» Given problem
Would you return the complete listing below word for word?

##### Dataset content #####

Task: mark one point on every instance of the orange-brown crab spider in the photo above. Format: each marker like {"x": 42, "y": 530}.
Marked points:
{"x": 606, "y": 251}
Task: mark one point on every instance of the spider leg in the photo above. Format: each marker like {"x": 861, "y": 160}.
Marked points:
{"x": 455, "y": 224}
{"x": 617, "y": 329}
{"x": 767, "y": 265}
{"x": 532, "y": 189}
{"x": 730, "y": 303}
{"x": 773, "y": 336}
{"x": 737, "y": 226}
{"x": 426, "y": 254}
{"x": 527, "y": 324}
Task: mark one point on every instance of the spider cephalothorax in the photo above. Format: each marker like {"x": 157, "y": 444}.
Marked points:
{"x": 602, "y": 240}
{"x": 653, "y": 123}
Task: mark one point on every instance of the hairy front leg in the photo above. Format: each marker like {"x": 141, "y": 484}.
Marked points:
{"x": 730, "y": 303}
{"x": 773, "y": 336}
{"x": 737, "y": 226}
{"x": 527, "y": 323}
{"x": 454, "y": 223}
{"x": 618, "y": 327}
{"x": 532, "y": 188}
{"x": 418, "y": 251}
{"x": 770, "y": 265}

#####

» Exercise answer
Task: mark one point on every instance of the orange-brown crab spider in the photo above. Format: each marker like {"x": 42, "y": 530}.
Marked points:
{"x": 606, "y": 251}
Task: mark one point on every instance of the spider leg in the photo above. Format: each marker like {"x": 861, "y": 160}.
Marked points:
{"x": 455, "y": 224}
{"x": 617, "y": 329}
{"x": 767, "y": 265}
{"x": 532, "y": 189}
{"x": 730, "y": 303}
{"x": 773, "y": 336}
{"x": 737, "y": 226}
{"x": 426, "y": 254}
{"x": 527, "y": 324}
Task: mark one point on every instance of the spider cephalothorax in the photo above. Format: each marker like {"x": 157, "y": 444}.
Marked points:
{"x": 602, "y": 240}
{"x": 653, "y": 123}
Task: mark one point on every instance of the hairy front leg in the photo above. Format: each marker like {"x": 141, "y": 484}.
Marked points:
{"x": 730, "y": 303}
{"x": 773, "y": 336}
{"x": 737, "y": 226}
{"x": 527, "y": 323}
{"x": 454, "y": 223}
{"x": 618, "y": 327}
{"x": 532, "y": 188}
{"x": 418, "y": 251}
{"x": 770, "y": 265}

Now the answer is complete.